▶ Short task:
Find every line in the entries below that contains the word "trunk", and copy each of those lines in full.

## begin

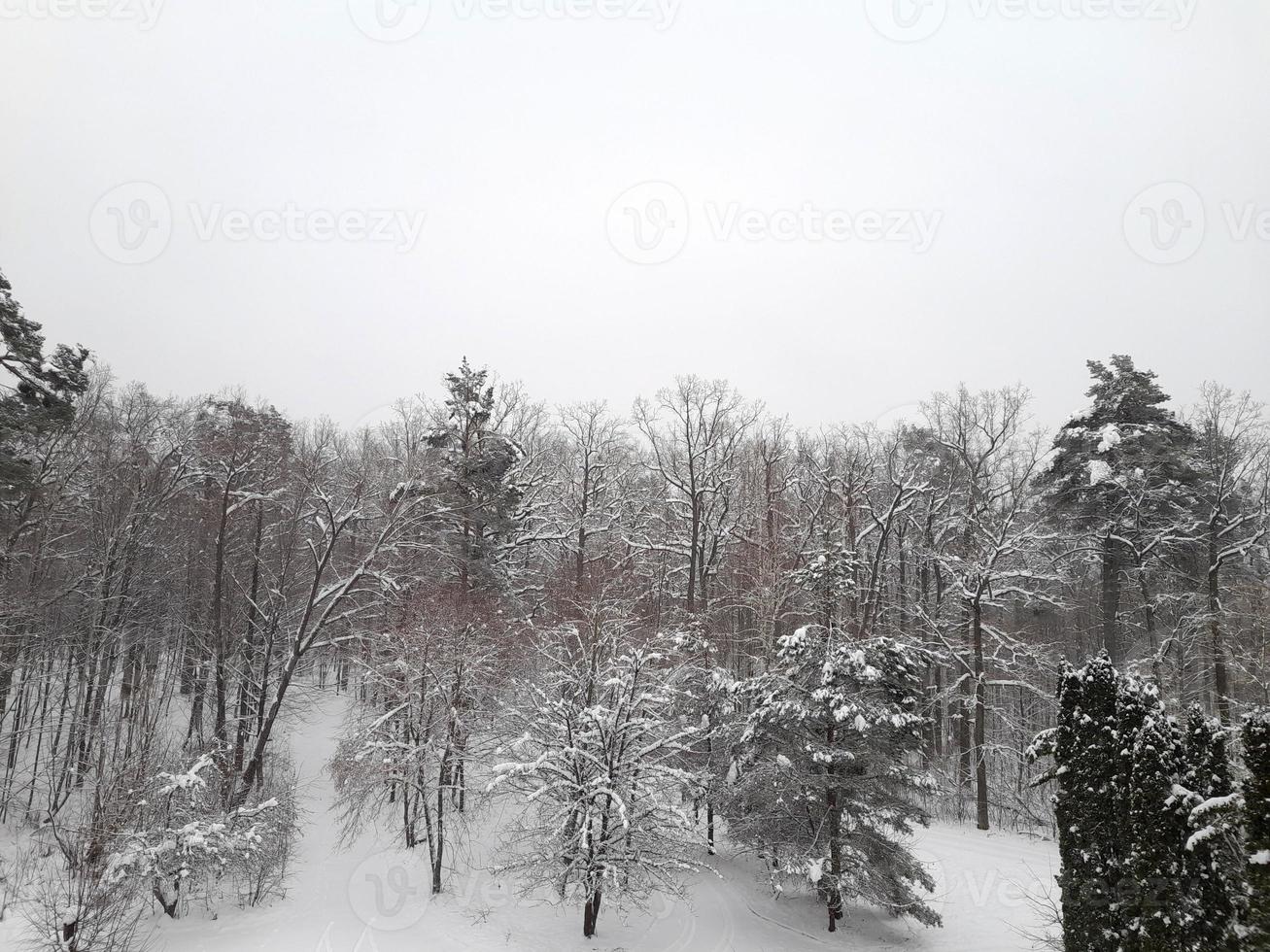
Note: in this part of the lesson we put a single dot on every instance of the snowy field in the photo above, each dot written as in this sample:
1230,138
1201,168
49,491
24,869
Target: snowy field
368,899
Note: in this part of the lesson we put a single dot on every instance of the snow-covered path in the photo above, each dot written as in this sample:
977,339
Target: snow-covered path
373,901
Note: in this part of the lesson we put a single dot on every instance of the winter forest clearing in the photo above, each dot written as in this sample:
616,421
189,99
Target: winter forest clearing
376,897
497,674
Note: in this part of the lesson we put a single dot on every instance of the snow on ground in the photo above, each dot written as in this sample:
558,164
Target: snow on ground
375,899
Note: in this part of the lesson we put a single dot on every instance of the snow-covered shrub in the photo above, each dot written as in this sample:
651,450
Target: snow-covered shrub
826,790
78,911
1149,820
1088,758
17,871
404,757
596,752
186,840
1215,861
1256,796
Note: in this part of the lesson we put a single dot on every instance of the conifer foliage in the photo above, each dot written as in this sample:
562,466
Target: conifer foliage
1256,795
1149,820
826,791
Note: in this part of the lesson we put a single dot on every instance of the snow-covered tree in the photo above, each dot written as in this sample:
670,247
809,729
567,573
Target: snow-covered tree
404,757
1157,904
1256,798
1216,862
1086,746
475,477
826,791
597,754
187,836
1120,470
37,391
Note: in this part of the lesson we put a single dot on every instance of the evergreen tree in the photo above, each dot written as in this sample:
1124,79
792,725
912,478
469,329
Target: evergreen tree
36,393
1117,470
1256,799
1215,847
1088,806
476,479
1157,904
827,793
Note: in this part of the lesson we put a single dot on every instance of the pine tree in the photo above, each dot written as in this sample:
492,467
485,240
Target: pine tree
1088,805
476,479
1256,799
599,756
1117,467
40,391
1157,905
1215,851
827,793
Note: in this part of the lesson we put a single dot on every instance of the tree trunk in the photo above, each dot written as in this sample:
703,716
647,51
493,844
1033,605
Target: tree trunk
1110,605
980,760
591,914
1220,679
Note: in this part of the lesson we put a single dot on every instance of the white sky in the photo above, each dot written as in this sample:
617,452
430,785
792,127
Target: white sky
1028,135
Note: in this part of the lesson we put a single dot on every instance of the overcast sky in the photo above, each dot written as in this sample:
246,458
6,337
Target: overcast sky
851,203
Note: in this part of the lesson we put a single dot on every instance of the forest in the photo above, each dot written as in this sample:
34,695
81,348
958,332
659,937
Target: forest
645,631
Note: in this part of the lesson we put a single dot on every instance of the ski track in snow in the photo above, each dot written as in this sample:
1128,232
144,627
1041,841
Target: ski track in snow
980,881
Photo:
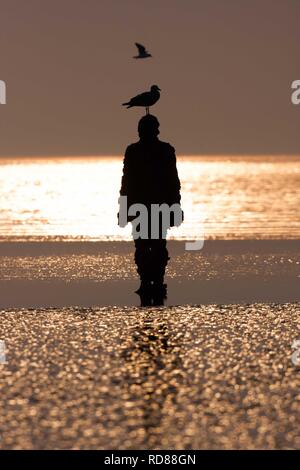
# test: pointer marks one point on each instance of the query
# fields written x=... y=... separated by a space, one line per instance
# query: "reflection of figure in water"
x=150 y=177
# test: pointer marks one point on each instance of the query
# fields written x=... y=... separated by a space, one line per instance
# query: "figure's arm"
x=174 y=182
x=125 y=177
x=124 y=191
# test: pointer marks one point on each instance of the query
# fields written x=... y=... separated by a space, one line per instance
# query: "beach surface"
x=85 y=274
x=206 y=377
x=87 y=368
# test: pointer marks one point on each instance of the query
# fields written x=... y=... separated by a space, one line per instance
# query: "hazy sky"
x=224 y=66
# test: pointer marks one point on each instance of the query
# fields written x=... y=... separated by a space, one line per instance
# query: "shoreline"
x=98 y=274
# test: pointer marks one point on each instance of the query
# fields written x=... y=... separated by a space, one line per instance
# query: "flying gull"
x=143 y=54
x=147 y=99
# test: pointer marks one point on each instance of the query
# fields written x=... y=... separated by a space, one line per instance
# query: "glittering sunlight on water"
x=76 y=198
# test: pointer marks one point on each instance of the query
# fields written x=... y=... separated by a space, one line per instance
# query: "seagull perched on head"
x=147 y=99
x=143 y=54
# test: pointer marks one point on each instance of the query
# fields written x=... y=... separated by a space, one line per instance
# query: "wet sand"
x=206 y=377
x=85 y=274
x=86 y=368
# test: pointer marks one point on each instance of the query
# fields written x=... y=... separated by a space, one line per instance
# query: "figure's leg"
x=159 y=260
x=142 y=258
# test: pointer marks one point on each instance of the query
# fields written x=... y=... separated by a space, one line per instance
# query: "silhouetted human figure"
x=150 y=177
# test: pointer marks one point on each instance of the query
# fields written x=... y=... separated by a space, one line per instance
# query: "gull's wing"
x=141 y=48
x=140 y=100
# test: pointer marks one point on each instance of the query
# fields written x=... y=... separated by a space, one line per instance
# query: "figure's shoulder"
x=167 y=148
x=131 y=149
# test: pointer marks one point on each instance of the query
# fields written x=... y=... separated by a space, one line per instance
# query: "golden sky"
x=225 y=69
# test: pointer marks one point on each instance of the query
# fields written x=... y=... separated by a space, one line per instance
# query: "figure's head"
x=155 y=88
x=148 y=127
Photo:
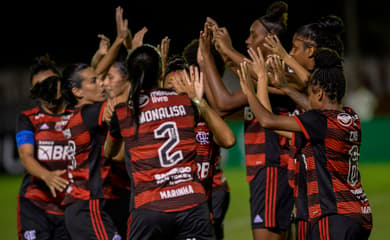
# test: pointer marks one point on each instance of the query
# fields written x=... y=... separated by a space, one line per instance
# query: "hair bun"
x=277 y=9
x=327 y=58
x=332 y=24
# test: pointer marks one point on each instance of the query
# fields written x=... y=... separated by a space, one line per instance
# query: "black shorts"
x=271 y=199
x=302 y=229
x=191 y=224
x=88 y=220
x=35 y=223
x=338 y=227
x=220 y=203
x=119 y=211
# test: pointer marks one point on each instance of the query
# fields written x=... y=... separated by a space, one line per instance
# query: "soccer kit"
x=338 y=207
x=40 y=215
x=211 y=176
x=267 y=155
x=220 y=198
x=167 y=199
x=88 y=170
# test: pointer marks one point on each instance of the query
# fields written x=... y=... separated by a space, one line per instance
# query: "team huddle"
x=128 y=145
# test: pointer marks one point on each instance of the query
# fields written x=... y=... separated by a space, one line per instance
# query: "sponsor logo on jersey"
x=48 y=150
x=202 y=137
x=39 y=115
x=258 y=219
x=117 y=237
x=67 y=133
x=44 y=127
x=143 y=101
x=172 y=193
x=344 y=119
x=30 y=235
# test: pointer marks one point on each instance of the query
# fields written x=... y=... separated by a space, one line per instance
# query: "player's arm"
x=272 y=43
x=122 y=33
x=223 y=135
x=26 y=149
x=266 y=118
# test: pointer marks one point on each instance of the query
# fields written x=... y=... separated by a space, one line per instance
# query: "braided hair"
x=329 y=74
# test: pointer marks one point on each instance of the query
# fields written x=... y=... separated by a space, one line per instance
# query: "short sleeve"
x=313 y=124
x=24 y=131
x=115 y=131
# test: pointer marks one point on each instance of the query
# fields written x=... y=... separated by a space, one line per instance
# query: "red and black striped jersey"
x=263 y=147
x=205 y=158
x=219 y=179
x=330 y=146
x=117 y=182
x=51 y=151
x=88 y=167
x=161 y=159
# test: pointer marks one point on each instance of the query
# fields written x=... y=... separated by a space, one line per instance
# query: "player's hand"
x=138 y=39
x=55 y=182
x=245 y=81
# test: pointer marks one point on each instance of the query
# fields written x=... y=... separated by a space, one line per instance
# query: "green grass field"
x=375 y=180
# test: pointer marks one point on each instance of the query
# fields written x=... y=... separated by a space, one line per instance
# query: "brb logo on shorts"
x=30 y=235
x=202 y=137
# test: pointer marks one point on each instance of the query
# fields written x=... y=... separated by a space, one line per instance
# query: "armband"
x=25 y=137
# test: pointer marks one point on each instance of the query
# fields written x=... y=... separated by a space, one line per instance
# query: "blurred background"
x=67 y=31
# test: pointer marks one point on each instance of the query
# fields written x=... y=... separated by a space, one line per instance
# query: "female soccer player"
x=328 y=139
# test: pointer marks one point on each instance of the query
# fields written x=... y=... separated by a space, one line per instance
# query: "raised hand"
x=211 y=24
x=164 y=50
x=55 y=182
x=182 y=84
x=104 y=44
x=222 y=40
x=204 y=45
x=245 y=81
x=122 y=31
x=138 y=39
x=277 y=75
x=257 y=63
x=272 y=43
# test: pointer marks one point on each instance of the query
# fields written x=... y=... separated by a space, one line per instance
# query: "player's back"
x=161 y=155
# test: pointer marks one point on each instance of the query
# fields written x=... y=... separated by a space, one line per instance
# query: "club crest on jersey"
x=202 y=137
x=344 y=119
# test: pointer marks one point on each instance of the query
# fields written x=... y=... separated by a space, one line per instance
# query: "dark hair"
x=328 y=73
x=174 y=63
x=43 y=63
x=72 y=78
x=145 y=68
x=122 y=68
x=324 y=33
x=190 y=53
x=275 y=19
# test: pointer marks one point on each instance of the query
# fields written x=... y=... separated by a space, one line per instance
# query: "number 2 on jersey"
x=166 y=156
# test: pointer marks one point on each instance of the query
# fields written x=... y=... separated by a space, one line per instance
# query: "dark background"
x=67 y=29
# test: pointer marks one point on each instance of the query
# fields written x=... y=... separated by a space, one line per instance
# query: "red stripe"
x=101 y=113
x=304 y=230
x=302 y=127
x=266 y=199
x=128 y=227
x=326 y=228
x=320 y=229
x=99 y=220
x=18 y=219
x=91 y=211
x=274 y=200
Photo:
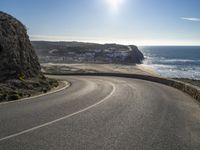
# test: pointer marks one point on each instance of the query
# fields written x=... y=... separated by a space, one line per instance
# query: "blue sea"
x=173 y=61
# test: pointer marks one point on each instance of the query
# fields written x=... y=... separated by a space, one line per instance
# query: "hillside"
x=20 y=71
x=78 y=52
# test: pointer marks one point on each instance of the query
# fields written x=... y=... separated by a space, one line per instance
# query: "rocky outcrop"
x=20 y=71
x=17 y=56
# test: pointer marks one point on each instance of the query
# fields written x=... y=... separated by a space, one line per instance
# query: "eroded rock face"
x=17 y=56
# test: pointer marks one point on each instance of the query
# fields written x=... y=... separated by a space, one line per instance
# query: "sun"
x=114 y=5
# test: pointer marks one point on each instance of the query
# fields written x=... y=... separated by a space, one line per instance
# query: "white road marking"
x=60 y=119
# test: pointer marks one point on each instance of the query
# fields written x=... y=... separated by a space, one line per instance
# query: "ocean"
x=173 y=61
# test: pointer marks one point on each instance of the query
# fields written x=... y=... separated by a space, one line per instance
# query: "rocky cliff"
x=17 y=56
x=20 y=72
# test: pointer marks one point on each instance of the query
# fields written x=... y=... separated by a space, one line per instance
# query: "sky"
x=140 y=22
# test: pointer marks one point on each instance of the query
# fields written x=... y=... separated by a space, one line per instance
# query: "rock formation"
x=17 y=56
x=20 y=72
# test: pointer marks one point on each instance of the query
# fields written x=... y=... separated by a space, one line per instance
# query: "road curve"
x=108 y=113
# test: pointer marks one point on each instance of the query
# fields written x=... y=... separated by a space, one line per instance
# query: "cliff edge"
x=20 y=71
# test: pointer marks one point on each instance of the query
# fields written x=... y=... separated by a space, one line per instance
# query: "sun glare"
x=114 y=5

## end

▶ Answer in full:
Note: in this part of the lesson we put a single dot on every instance of the tree trunk in the photo above, each dot written as in this sample:
Target: tree trunk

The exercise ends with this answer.